++++ BEITRAG
# Das Ende von GameOne, Viacom zieht den Stecker



## SnugglezNRW (22. Dezember 2014)

Mit die letzte große Gaming-Sendung im TV scheint nun ihr Ende gefunden zu haben.
Bereits vor ein paar Monaten gaben die Rocketbeans bekannt das die Viacom (Auftraggeber und Rechteinhaber von GameOne) die Sendezeit zurückrudern will. Es sollten nur noch alle 2 Wochen eine Sendung ausgestrahlt weren und nicht mehr wöchentlich. Nun wurden der Produktionsfirma Rocketbeans sämtliche Adminrechte für die GameOne Twitter und Facebook Accounts entzogen. Im gleichen Zug wurde eine Kreativpause angekündigt. Jeder der 1 und 1 zusammen zählen kann weis nun leider was dies bedeutet.

Was aus dem Format nun wird ist nicht bekannt. Meiner Meinung nach geht da ein großes Stück TV Entertainment verloren.

Wer allerdings Fan der Gaming Sendung ist/war kann die Macher demnächst (ab mitte Januar) auf Twitch weiter verfolgen. Die Rocketbeans bauen derzeit ein 24/7 Kanal mit den üblich bekannten Moderatoren Simon Budi Nils und Etienne.
Die ganze Veröffentlichung dieser Überlegung startete bereits vor Wochen mit dem Spendenaufruf. Eine erste Pre-Show (Bohn-Jour) zu dem kommenden Twitch-Kanal gab es bereits am 18.12.14. Die VODs dazu kann man sich hier anschauen:
https://www.youtube.com/user/ROCKETBEANSTV


quelle:
Game Over: Kein Game One mehr auf MTV - Golem.de


Persönlich hoffe ich wirklich das die Rocketbeans den Sprung schaffen und auf twitch komplett unabhängig Erfolge erzielen können.
++++++++
### AUFGABENSTELLUNG
1. Stimmen die Aussagen (a), (b) und (c) mit dem Beitrag über das Ende von GameOne überein? Antworte jeweils mit Ja oder Nein und zitiere die entscheidende Stelle wörtlich.
(a) Den Rocketbeans wurden die Adminrechte für die Twitter- und Facebook-Accounts von GameOne entzogen.
(b) Der Twitch-Kanal der Rocketbeans soll ab Anfang Januar verfügbar sein.
(c) Die Pre-Show „Bohn-Jour“ fand am 18.12.14 statt.
2. Nenne alle Moderatoren, die der Beitrag über das Ende von GameOne namentlich aufführt.
3. Greif den Beitrag über das Ende von GameOne nach seinem letzten Satz auf und führe ihn fort.
Das Material spielt hierfür keine Rolle.
++++ DATENZEILEN
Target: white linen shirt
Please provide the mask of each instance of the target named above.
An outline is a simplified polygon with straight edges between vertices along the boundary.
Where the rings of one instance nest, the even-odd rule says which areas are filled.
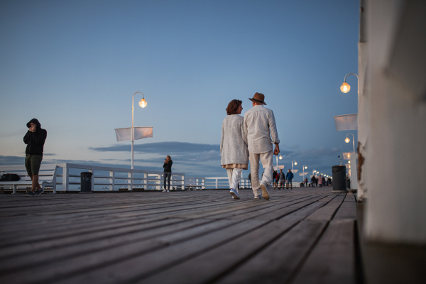
[[[250,153],[267,153],[272,151],[273,143],[280,143],[273,111],[261,104],[256,104],[244,114],[244,131]]]

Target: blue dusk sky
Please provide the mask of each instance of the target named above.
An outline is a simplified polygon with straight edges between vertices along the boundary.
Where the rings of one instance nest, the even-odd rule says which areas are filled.
[[[331,175],[353,150],[346,134],[357,139],[333,116],[357,112],[356,77],[339,87],[358,73],[359,16],[357,0],[3,0],[0,164],[23,164],[36,118],[44,163],[130,168],[131,142],[114,129],[131,126],[141,92],[134,125],[153,137],[135,141],[135,168],[163,170],[170,155],[175,172],[226,176],[225,109],[241,99],[244,115],[258,92],[275,113],[279,164]]]

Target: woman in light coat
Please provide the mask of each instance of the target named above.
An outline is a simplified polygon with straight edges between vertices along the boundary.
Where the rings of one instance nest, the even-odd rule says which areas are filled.
[[[220,141],[221,165],[226,168],[234,199],[239,199],[238,185],[248,165],[247,134],[244,132],[241,114],[242,101],[233,99],[226,108],[226,117],[224,119]]]

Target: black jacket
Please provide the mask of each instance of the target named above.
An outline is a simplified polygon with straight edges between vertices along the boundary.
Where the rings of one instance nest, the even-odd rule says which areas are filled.
[[[168,163],[165,163],[164,165],[163,165],[163,168],[164,168],[164,171],[172,173],[172,164],[173,163],[173,161],[171,160],[169,160]]]
[[[48,131],[41,128],[41,124],[36,119],[31,119],[28,124],[27,127],[30,128],[30,124],[36,124],[37,128],[36,132],[31,132],[29,130],[23,136],[23,143],[27,144],[25,150],[26,155],[43,155],[43,150],[45,141],[48,136]]]

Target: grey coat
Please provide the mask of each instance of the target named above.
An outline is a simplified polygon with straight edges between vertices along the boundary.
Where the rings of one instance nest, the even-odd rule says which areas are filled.
[[[221,165],[248,164],[247,134],[244,131],[243,116],[226,116],[222,122],[220,141]]]

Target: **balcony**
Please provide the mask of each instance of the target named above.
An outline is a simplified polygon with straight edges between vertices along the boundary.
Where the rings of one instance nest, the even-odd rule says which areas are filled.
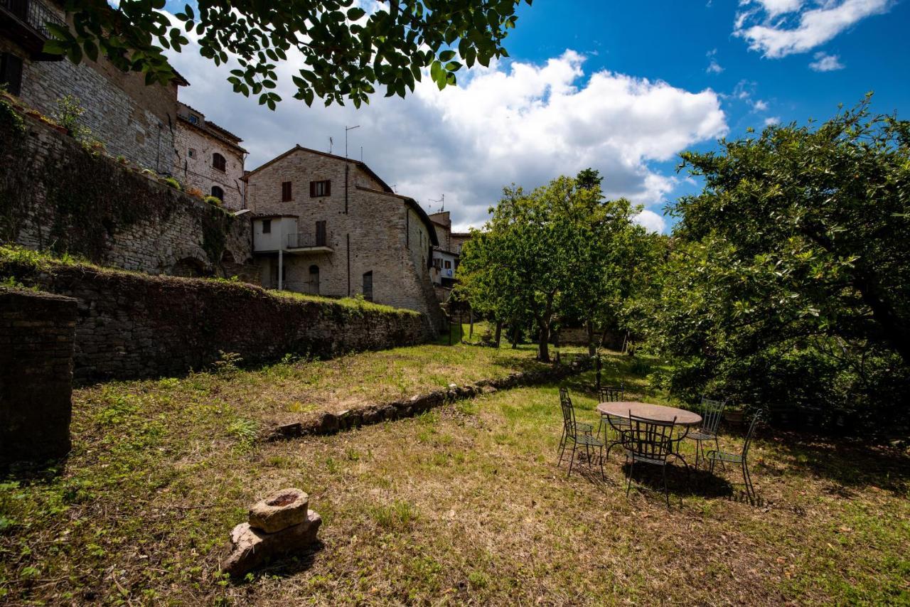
++++++++
### LÖSUNGEN
1.
(a) Ja: „Nun wurden der Produktionsfirma Rocketbeans sämtliche Adminrechte für die GameOne Twitter und Facebook Accounts entzogen.“
(b) Nein: „demnächst (ab mitte Januar) auf Twitch weiter verfolgen“
(c) Ja: „Eine erste Pre-Show (Bohn-Jour) zu dem kommenden Twitch-Kanal gab es bereits am 18.12.14.“

2. Simon, Budi, Nils, Etienne

3.
----------



## nudelhaus (22. Dezember 2014)

wie damals bei giga 

schade, finde die moderatoren das beste an der sendung!


----------



## Amon (22. Dezember 2014)

Mir war das immer zu blöde, also kein Verlust.


----------



## NatokWa (22. Dezember 2014)

Meistens waren es doch eh völlig veraltete Wiederholungen .... mit Meinungen zum davon laufen ..... kein Verlust ..... btw: Warum heist dat eigendlch immernoch MTV ??? WO zum Geier ist die MUSIK ?????


----------



## Turbo1993 (22. Dezember 2014)

War schon ziemlich viel Blödellei, aber die PC ACTION zu ihren Glanzzeiten hab ich auch geliebt.
Und gerade in unseren heutigen TV Kultur finde ich, es ist schon ein bedeutender Verlust.

Jetzt können wir wohl nur noch auf Eduard Laser hoffen


----------



## SimplyAlegend (22. Dezember 2014)

Echt schade, nach Giga war GameOne das einzige Gaming TV Format das man sich anschauen konnte. War natürlich keine echte Review Sendung, aber eigentlich immer sehr lustig (wenn auch grenzwertig) und deshalb habe ich sie öfters geschaut. Rocketbeans gefällt mir eigentlich auch sehr gut, ich hoffe die können damit durchstarten und sich jetzt voll drauf konzentrieren, mit dem Youtube Channel kann ich irgendwie mehr anfangen als mit Gronkh und wie sie alle heißen.


----------



## xActionx (22. Dezember 2014)

Finde ich nicht wirklich schlimm...  Die haben meistens eh ziemlich unobjektiven nonsense erzählt


----------



## robafan1 (22. Dezember 2014)

Hmm also über die Qualität der Sendung ließe sich sicher streiten, aber dennoch finde ich es schade. Es ist nicht nur die Sendung an sich mit der langen Geschichte, die da verloren geht, es sit viel mehr noch ein Schritt: Immer mehr Gaming verschwindet aus dem TV. Schade eigentlich...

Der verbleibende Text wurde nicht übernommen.